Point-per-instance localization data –

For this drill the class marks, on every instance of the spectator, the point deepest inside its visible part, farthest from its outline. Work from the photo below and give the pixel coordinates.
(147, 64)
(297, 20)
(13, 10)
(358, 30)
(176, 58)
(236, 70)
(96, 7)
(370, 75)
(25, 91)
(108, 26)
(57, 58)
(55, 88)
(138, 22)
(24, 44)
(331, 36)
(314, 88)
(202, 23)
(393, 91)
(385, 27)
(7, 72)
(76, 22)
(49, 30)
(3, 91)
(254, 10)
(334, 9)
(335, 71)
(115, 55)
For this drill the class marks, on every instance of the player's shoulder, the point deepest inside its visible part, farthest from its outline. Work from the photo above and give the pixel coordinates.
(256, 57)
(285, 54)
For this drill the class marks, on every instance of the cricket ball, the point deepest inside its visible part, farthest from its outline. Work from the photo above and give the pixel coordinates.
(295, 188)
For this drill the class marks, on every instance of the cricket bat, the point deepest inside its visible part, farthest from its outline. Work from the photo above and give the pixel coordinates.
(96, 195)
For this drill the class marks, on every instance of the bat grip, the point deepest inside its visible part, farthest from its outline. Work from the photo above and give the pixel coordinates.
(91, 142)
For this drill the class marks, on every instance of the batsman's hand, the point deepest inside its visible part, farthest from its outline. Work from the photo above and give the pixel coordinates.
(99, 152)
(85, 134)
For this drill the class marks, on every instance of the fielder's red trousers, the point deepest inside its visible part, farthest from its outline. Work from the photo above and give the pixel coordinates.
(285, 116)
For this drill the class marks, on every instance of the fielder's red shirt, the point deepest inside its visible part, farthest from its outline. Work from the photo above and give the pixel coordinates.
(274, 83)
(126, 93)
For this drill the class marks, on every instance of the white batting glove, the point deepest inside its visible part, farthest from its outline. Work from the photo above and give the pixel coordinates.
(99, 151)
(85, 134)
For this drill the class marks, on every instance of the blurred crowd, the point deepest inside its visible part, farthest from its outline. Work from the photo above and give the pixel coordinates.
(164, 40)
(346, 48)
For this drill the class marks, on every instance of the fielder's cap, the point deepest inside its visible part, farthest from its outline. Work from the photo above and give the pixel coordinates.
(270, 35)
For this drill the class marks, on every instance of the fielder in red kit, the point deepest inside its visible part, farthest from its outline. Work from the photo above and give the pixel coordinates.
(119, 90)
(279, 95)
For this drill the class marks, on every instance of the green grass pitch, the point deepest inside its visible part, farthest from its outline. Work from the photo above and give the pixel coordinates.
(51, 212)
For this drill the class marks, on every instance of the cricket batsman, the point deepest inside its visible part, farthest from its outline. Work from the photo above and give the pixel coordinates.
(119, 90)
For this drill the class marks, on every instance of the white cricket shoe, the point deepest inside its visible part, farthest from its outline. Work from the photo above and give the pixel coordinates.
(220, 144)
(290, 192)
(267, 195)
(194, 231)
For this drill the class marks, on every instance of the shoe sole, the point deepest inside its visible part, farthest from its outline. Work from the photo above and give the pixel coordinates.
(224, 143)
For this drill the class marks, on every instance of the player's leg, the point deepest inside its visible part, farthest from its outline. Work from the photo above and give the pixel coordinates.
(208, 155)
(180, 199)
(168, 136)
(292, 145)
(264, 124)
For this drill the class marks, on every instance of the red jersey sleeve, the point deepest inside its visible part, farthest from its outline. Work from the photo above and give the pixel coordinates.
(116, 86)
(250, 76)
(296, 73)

TASK TO CARRY OUT –
Give every entry back exactly as it was written above.

RESPONSE BOX –
For this drill the class marks, on every instance of the spectator, the point deepest inside its visible part, farthest from its outline. Work from the photo below and give the pixel coordinates.
(147, 64)
(297, 20)
(13, 10)
(358, 30)
(176, 58)
(236, 70)
(96, 7)
(370, 75)
(25, 91)
(108, 26)
(57, 58)
(55, 88)
(138, 22)
(24, 44)
(331, 36)
(314, 88)
(202, 23)
(393, 91)
(385, 27)
(7, 72)
(76, 22)
(49, 30)
(3, 91)
(254, 10)
(334, 9)
(335, 71)
(115, 55)
For this drill the class marks, on every instance of the player's shoulder, the point deepest inside its visible part, farthest from its outline. Work from the photo above and give the pixel coordinates.
(256, 57)
(285, 54)
For this drill the class marks, on every instance of the cricket ball, the point deepest inside its visible part, farthest from its outline. Work from the photo above and give the pixel coordinates.
(295, 188)
For this drill the class marks, on every instance of the cricket bat, the point deepest inside its visible part, farthest from its outline. Work from the photo above and give the pixel coordinates.
(96, 195)
For this drill the class marks, on every instance of the bat grip, the point deepest inside its visible part, farthest from its outline. Work from the photo above and give the pixel coordinates.
(91, 142)
For this drill the class marks, on every instance of the batsman's hand, the point deepest inside its visible part, farthest from its outline. Work from the photo above and give the pixel coordinates.
(99, 152)
(85, 134)
For this drill the class marks, on every instance of the fielder's red trousers, the point deepest inside its visible part, farthest from its outline. Work from the photo above and give the pixel coordinates.
(285, 116)
For this drill the class marks, on every instance of the fielder's red shirt, the point deepest inside its visible part, farthest from its outline. Work from the photo above and give the pixel coordinates.
(274, 83)
(126, 93)
For this drill the class marks, on every instance of the white batting glove, the point deepest inside its visible part, farthest from its outline. Work from the photo above and give the pixel coordinates.
(99, 151)
(85, 134)
For this drill the class marks, on every instance of the blurred crowd, the point deepest inside its visible part, farthest from its outline. Work from the photo above and give the pixel coordinates.
(164, 40)
(346, 48)
For this drill the class marks, on every instance of the fielder's cap, the point deepest inside its visible part, farthest from its outline. Work from the photo above and give the pixel coordinates.
(270, 35)
For this drill the class marks, on every instance of the fielder in red kit, the point deepest inside its visible part, farthest from its outline. Work from the photo above and give the pixel coordinates.
(119, 90)
(279, 95)
For this drill the class marks, on every instance of the green grass pitch, the point deepest inside its visible part, farthest from its outline. Work from the photo above and give the pixel coordinates.
(51, 212)
For this drill the class marks, on every instance of the cricket batsman, the point deepest inside its visible part, farthest from its outline. Work from the photo above and give the pixel coordinates.
(119, 90)
For this drill the class marks, on every instance of the white cricket shoe, the point deepest inside its visible part, farthest from its outline. Work from the photo above and give the pixel coordinates.
(220, 144)
(290, 192)
(267, 195)
(194, 231)
For this drill the class marks, on every instance of the shoe sole, the point deepest inside its visible part, farthest from its outline. Work from the photo above and give the pixel coordinates.
(224, 143)
For this drill the class marks, on every instance of the player's leg, the point deepest inside its visible part, farthest from its outline. Work from the photo above and give the pixel coordinates.
(208, 155)
(180, 199)
(168, 136)
(292, 145)
(264, 124)
For this drill the class marks, on every instance of the red jersey sleeve, the point deepest inside its visible part, farthest from its outline. Work from the photo above and give the pixel coordinates.
(116, 86)
(250, 76)
(296, 73)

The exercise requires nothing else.